EXERCISE DIRECTIONS —
Reproduce nothing but the closing run of lines: the line with "Please consult the photo above." and each line that follows it to the end of the data.

WORKING DATA —
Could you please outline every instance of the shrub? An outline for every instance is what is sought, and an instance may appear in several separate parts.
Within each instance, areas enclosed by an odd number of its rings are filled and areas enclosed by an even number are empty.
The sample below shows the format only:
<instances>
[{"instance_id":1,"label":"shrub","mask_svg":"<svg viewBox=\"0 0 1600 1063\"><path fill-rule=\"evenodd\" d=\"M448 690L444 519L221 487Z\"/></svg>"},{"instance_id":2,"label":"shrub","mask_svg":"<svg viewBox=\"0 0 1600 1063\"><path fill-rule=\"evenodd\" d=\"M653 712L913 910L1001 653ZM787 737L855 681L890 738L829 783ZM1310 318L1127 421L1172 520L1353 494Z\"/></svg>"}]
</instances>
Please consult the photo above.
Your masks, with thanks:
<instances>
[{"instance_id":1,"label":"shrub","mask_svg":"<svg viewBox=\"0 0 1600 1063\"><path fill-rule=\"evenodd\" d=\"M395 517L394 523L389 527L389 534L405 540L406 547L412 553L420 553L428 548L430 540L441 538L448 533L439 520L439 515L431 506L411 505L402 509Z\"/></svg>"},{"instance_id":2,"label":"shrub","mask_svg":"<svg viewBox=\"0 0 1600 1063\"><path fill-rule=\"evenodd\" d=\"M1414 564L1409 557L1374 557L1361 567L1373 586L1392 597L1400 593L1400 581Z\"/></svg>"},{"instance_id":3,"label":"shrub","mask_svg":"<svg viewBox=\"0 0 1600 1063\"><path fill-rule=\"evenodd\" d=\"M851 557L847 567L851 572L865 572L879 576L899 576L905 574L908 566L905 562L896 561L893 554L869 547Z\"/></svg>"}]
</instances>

THE ANSWER —
Please consult the photo above.
Your masks, with thanks:
<instances>
[{"instance_id":1,"label":"shrub","mask_svg":"<svg viewBox=\"0 0 1600 1063\"><path fill-rule=\"evenodd\" d=\"M395 517L394 523L389 527L389 534L405 540L406 547L412 553L420 553L428 548L430 540L441 538L448 533L439 520L439 515L431 506L411 505L402 509Z\"/></svg>"},{"instance_id":2,"label":"shrub","mask_svg":"<svg viewBox=\"0 0 1600 1063\"><path fill-rule=\"evenodd\" d=\"M1414 564L1409 557L1374 557L1361 567L1373 586L1392 597L1400 593L1400 581Z\"/></svg>"},{"instance_id":3,"label":"shrub","mask_svg":"<svg viewBox=\"0 0 1600 1063\"><path fill-rule=\"evenodd\" d=\"M851 557L847 567L851 572L865 572L879 576L899 576L905 574L908 566L905 562L896 561L893 554L869 547Z\"/></svg>"}]
</instances>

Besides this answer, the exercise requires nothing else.